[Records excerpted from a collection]
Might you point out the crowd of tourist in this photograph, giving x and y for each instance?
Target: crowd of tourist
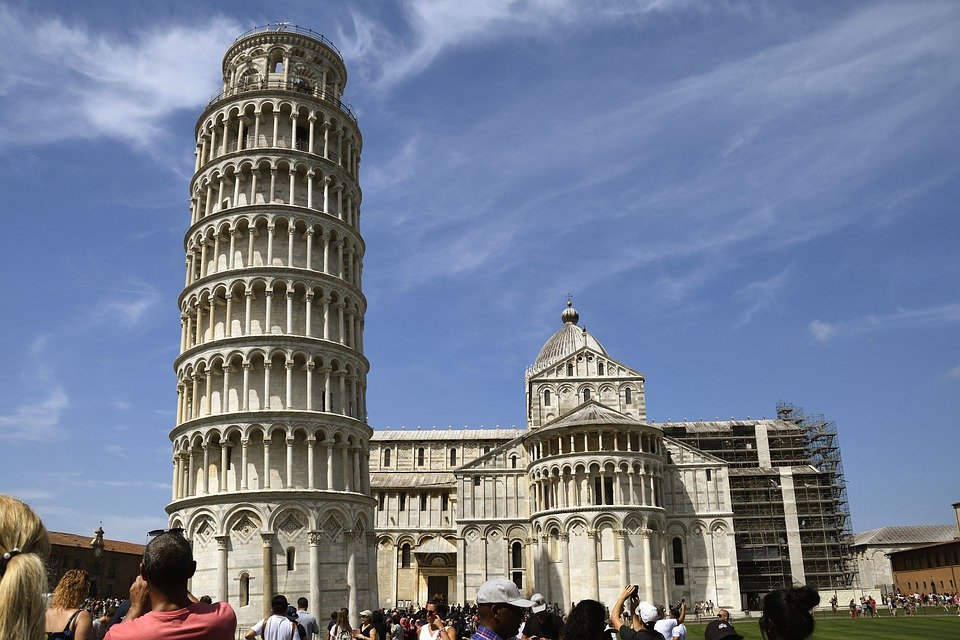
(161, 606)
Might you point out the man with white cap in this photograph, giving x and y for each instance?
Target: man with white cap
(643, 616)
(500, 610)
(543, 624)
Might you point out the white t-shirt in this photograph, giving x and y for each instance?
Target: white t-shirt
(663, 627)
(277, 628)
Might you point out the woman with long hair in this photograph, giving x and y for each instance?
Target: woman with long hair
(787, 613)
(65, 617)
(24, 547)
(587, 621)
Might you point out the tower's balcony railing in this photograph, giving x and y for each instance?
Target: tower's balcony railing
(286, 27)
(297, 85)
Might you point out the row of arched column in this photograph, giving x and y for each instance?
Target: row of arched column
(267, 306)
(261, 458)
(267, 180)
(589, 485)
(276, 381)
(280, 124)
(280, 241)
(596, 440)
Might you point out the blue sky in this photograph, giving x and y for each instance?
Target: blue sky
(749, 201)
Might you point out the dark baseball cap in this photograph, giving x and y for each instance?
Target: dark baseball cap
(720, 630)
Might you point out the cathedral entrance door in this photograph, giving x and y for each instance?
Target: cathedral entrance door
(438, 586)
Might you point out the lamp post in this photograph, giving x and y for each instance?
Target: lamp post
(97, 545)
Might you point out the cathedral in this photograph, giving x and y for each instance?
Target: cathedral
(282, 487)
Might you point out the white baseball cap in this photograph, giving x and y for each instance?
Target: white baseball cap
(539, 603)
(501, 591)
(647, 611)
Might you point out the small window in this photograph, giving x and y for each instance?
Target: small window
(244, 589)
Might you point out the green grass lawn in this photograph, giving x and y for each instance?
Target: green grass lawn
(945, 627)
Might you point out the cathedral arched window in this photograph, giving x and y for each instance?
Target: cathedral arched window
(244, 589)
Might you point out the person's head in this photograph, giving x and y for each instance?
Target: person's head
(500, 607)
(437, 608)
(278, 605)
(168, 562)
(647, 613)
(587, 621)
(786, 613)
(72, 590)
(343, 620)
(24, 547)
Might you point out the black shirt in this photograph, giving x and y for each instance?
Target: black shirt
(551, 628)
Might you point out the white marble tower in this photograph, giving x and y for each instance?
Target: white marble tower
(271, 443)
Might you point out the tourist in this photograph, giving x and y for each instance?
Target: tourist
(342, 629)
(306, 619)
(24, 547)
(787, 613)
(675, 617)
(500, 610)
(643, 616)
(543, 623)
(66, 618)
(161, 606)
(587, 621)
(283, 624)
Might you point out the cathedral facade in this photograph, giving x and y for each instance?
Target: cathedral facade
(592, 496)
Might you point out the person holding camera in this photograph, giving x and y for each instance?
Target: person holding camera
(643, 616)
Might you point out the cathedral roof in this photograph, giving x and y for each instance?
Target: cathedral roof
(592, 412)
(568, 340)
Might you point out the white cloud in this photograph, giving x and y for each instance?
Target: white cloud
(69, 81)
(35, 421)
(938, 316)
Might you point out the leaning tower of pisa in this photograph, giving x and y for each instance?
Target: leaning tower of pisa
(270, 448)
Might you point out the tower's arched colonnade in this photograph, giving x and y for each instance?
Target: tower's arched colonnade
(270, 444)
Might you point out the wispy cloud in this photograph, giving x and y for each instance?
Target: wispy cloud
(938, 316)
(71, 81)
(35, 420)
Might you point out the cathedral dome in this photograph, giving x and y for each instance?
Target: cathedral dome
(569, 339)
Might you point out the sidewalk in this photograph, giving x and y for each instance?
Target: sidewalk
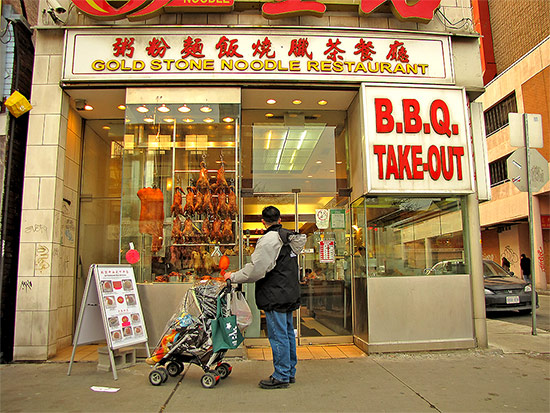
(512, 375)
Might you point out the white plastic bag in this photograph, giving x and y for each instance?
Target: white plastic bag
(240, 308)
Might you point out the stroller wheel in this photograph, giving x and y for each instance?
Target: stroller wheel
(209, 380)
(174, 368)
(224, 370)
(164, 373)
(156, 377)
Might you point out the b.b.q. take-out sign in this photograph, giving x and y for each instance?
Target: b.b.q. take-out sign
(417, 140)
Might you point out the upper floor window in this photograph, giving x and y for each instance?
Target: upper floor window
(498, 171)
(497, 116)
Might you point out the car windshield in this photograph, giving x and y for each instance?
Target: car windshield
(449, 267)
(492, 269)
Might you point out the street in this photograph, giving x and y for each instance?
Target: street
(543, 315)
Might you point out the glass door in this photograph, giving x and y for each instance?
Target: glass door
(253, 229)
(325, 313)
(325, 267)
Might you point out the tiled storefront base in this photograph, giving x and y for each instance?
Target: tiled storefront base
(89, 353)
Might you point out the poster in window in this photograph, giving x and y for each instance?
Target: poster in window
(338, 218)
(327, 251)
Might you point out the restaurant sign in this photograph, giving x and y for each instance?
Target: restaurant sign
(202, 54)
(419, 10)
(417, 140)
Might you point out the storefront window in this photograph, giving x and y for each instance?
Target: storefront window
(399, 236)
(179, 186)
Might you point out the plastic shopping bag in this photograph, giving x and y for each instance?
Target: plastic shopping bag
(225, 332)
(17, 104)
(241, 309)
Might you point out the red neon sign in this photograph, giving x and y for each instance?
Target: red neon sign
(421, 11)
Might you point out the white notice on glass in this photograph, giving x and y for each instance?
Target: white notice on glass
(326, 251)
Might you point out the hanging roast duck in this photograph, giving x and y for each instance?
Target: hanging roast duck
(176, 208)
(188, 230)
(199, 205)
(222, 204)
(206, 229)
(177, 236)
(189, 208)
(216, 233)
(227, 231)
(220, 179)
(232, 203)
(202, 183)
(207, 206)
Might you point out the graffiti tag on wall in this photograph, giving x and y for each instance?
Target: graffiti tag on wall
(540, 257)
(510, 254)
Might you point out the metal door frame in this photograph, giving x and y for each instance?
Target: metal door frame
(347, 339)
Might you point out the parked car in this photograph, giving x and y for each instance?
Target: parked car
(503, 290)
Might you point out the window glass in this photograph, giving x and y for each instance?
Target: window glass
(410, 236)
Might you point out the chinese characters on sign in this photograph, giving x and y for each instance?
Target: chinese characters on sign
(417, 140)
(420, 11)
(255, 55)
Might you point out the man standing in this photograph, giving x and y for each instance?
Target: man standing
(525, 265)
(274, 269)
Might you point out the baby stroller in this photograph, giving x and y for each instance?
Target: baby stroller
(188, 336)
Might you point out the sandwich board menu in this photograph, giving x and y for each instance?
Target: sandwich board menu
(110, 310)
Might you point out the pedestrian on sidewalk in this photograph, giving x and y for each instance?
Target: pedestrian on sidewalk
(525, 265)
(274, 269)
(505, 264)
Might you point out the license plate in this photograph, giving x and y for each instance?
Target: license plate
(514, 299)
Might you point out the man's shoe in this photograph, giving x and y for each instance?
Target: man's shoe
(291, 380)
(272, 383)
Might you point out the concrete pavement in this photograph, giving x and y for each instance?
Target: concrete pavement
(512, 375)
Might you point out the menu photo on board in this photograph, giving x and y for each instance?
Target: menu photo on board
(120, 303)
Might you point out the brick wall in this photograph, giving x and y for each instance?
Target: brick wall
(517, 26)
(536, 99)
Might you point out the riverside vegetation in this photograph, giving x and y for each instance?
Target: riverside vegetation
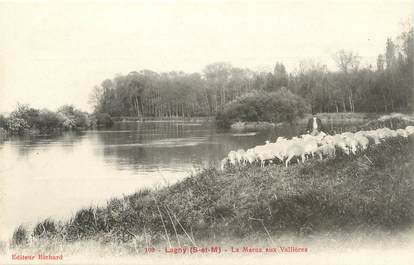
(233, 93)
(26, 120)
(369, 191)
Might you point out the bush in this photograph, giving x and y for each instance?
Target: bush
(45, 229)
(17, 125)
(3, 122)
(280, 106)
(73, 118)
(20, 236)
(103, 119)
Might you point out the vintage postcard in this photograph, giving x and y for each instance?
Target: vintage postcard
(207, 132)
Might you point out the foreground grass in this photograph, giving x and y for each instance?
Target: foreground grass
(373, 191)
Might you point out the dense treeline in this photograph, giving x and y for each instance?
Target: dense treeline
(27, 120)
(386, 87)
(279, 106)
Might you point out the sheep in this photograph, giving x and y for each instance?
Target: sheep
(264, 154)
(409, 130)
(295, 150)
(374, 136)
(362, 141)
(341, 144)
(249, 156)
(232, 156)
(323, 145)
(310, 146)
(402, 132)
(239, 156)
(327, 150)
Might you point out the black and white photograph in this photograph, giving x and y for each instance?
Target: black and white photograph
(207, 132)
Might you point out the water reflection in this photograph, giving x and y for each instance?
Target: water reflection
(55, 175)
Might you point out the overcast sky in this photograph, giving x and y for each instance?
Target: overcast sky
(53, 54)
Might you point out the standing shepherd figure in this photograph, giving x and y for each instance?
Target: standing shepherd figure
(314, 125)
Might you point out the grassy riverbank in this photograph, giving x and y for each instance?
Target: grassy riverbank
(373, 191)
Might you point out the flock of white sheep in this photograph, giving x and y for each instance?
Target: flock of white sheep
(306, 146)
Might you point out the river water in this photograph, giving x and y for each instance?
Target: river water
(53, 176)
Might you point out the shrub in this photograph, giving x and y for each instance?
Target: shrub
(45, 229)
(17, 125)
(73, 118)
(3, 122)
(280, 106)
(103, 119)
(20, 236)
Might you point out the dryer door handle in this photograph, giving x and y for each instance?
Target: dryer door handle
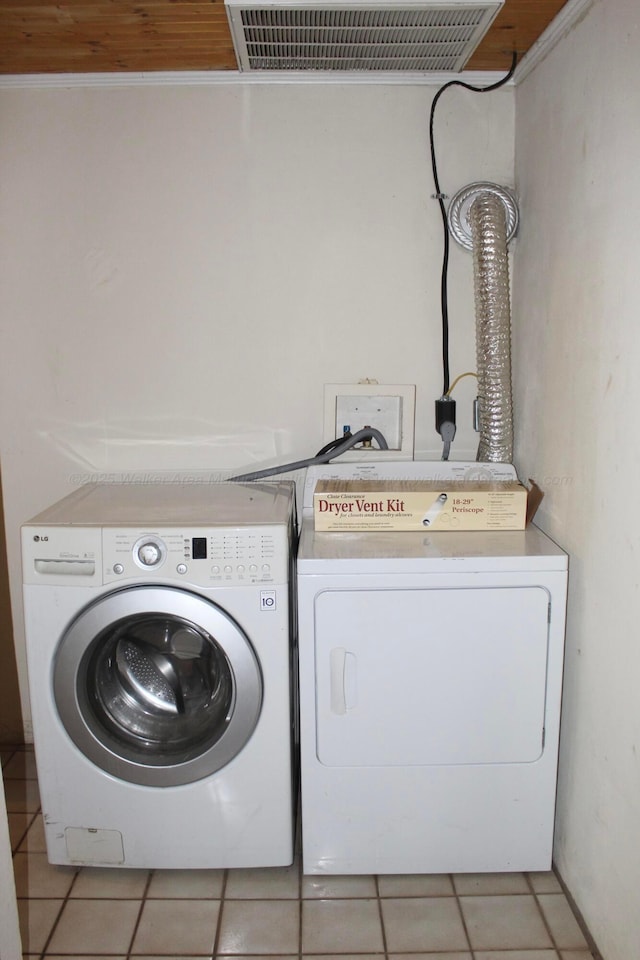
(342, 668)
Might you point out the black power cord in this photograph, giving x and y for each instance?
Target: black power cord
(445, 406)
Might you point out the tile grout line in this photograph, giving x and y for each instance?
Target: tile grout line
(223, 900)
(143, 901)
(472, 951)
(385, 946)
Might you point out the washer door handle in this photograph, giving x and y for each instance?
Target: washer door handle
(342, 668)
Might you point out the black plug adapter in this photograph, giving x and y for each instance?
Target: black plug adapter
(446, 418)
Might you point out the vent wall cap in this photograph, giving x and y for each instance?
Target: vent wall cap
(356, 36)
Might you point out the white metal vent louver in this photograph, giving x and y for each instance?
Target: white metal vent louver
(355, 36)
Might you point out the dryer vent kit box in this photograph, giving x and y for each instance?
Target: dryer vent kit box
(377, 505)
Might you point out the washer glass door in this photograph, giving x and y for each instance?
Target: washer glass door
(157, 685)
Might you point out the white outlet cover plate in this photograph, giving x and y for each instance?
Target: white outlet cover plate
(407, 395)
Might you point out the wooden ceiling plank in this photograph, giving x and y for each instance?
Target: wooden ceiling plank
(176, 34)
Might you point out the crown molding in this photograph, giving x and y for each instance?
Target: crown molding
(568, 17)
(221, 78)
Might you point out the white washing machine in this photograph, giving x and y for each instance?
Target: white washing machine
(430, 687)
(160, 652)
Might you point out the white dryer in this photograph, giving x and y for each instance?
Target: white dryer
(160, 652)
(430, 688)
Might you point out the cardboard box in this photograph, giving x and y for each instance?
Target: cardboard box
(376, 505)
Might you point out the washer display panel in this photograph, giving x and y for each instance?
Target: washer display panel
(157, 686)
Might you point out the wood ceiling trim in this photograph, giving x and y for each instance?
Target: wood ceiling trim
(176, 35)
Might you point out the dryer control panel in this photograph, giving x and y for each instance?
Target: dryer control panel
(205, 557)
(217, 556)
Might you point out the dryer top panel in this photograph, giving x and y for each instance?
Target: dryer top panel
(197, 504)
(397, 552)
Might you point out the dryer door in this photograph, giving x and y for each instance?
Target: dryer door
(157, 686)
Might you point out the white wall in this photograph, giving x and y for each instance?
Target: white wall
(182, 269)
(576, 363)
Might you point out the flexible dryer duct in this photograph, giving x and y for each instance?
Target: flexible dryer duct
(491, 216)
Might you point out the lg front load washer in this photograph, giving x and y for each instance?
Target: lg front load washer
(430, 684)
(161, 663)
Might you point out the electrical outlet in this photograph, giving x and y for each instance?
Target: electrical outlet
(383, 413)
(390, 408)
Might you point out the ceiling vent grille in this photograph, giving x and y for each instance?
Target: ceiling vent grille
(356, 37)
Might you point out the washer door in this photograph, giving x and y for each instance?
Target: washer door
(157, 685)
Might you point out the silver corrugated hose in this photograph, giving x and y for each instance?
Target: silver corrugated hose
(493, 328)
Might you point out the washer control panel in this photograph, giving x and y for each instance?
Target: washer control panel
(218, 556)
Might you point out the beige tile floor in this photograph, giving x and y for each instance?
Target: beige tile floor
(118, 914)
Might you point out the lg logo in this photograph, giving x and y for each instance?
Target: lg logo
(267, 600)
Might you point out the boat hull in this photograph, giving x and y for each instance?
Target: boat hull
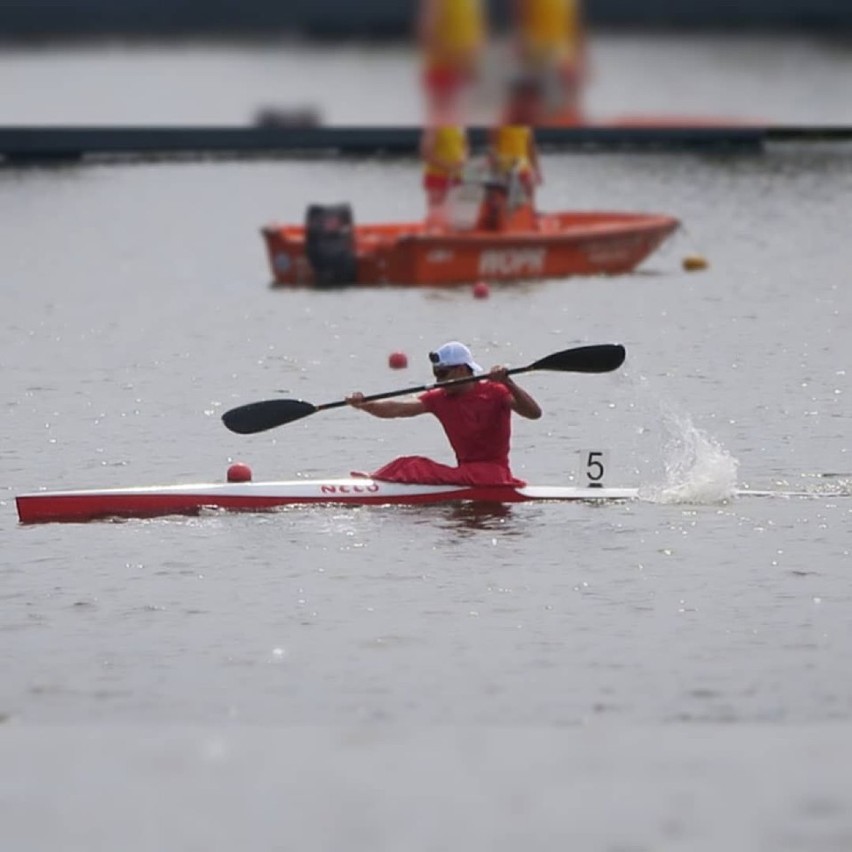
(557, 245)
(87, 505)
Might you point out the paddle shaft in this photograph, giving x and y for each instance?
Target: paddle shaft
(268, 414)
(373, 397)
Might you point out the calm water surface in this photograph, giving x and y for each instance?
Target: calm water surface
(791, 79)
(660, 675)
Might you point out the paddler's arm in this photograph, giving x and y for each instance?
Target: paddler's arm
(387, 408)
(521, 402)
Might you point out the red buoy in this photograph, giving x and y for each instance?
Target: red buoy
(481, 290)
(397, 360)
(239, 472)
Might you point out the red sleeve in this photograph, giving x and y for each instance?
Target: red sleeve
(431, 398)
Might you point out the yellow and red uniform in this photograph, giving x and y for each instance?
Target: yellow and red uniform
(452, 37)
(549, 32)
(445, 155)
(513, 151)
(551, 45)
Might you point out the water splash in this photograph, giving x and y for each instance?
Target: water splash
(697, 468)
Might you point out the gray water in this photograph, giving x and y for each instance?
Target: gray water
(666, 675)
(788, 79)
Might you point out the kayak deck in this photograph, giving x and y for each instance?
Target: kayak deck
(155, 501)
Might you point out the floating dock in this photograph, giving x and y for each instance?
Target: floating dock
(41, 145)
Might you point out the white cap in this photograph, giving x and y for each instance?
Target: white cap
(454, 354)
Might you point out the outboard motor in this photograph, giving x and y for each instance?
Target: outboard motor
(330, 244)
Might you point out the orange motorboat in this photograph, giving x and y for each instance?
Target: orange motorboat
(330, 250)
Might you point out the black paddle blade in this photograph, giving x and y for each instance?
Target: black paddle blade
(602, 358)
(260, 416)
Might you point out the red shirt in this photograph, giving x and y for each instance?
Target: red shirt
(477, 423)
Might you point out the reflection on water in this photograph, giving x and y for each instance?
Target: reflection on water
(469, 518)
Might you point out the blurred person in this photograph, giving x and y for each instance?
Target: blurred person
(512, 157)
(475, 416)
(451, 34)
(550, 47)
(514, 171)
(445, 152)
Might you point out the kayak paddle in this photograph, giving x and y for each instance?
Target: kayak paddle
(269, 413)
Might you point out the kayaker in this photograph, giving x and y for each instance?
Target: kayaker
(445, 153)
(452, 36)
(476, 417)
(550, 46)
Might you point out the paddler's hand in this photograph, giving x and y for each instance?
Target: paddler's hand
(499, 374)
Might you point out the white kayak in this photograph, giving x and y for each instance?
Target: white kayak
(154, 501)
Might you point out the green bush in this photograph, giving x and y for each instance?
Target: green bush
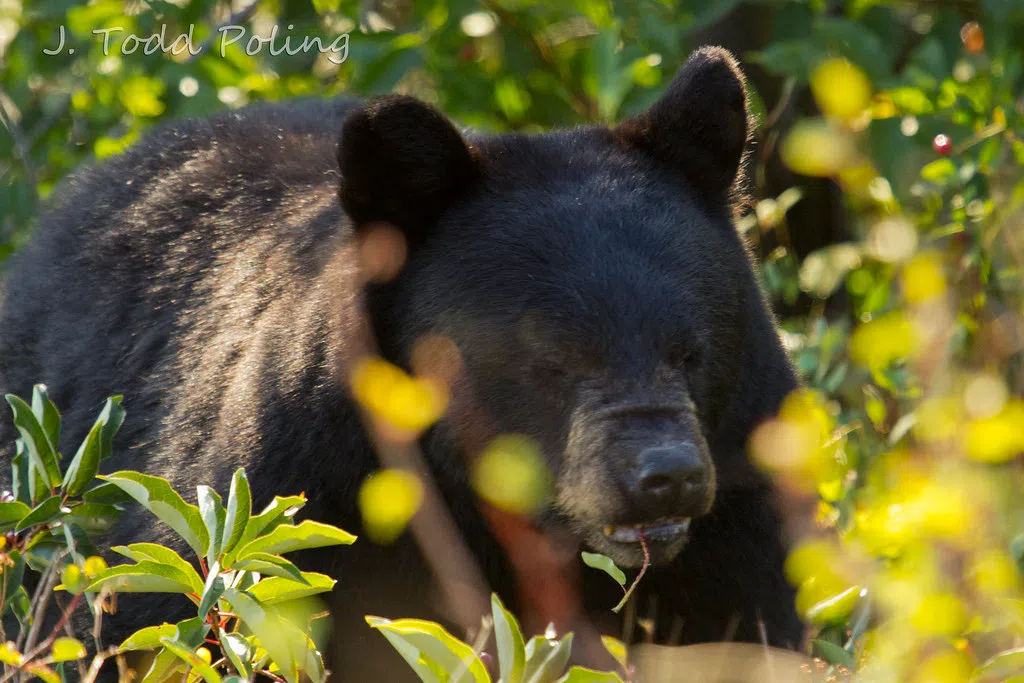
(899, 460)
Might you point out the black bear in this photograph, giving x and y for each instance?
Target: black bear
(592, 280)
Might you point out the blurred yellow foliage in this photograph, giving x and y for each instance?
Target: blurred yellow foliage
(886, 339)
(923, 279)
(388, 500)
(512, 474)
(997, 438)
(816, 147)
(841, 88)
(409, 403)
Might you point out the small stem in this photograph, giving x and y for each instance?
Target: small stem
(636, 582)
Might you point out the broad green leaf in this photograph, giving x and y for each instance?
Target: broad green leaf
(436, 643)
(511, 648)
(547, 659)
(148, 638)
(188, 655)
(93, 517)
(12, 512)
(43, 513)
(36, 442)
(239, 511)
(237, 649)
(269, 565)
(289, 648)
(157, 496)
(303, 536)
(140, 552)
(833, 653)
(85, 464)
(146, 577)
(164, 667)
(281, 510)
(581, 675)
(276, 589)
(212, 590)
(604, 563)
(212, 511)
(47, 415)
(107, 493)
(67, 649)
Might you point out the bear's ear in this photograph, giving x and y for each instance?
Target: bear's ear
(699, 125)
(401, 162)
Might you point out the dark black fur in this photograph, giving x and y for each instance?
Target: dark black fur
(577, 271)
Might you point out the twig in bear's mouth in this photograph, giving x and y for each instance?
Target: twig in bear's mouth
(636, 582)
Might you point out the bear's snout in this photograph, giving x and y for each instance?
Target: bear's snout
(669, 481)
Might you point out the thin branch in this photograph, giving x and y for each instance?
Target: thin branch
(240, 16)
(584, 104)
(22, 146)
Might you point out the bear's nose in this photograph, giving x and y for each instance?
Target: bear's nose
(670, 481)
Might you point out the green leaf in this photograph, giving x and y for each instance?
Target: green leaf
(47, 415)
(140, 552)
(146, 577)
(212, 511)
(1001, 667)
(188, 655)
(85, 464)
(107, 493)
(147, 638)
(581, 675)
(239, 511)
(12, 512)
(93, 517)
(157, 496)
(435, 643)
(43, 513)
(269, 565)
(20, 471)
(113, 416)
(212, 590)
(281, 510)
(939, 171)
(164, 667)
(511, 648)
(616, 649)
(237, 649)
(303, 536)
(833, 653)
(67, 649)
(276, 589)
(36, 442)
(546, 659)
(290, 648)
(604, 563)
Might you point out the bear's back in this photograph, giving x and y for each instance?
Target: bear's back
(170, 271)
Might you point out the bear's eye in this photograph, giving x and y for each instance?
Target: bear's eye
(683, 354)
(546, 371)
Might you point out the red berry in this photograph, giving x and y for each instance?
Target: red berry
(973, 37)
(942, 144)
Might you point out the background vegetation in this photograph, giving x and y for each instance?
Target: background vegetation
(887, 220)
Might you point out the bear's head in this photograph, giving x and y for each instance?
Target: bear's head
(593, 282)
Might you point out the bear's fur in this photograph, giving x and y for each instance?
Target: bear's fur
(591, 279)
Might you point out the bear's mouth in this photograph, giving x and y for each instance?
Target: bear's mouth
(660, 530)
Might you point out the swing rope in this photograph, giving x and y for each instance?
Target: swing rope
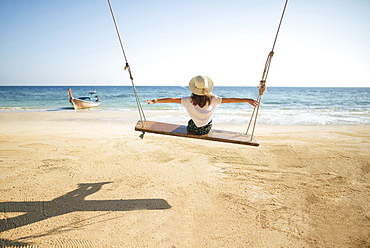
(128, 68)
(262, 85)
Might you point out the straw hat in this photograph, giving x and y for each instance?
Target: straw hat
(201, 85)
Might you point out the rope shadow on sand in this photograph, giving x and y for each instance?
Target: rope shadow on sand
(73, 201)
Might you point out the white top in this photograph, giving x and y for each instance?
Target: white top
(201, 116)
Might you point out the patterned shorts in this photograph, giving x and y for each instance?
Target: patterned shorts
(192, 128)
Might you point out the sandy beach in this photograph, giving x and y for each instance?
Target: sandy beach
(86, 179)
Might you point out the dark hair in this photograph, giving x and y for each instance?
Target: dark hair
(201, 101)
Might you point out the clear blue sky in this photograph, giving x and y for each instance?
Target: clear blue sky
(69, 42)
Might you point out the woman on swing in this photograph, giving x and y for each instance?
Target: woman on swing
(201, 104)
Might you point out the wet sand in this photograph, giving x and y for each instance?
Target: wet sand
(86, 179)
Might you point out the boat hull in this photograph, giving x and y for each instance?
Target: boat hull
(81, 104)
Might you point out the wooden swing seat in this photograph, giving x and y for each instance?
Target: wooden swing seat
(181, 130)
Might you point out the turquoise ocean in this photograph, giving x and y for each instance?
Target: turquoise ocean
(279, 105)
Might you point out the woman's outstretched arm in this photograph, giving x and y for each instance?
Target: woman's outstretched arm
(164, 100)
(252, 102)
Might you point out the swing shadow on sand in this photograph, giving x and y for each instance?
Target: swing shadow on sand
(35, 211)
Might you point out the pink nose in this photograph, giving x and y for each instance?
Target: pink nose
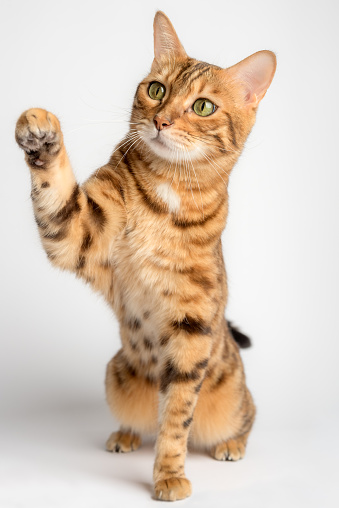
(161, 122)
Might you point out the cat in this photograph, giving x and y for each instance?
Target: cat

How to complete this task:
Leave out any pictures, please, and quote only the lines from the top of the data through the line that contains "Might you point out the woman with".

Problem solution:
Might you point out the crowd of tourist in this photograph, giving x and y for each instance?
Target: crowd of tourist
(161, 606)
Might you point out the man with white cap in this photograph, giving x and y for each instance?
Target: man with white cap
(643, 616)
(500, 610)
(543, 624)
Might you point out the white t-shirt in this photograph, giving x and y for each instance?
Target: white t-shirt
(663, 627)
(277, 628)
Might you point out the woman with long hair in this photograph, giving x and y for each instance?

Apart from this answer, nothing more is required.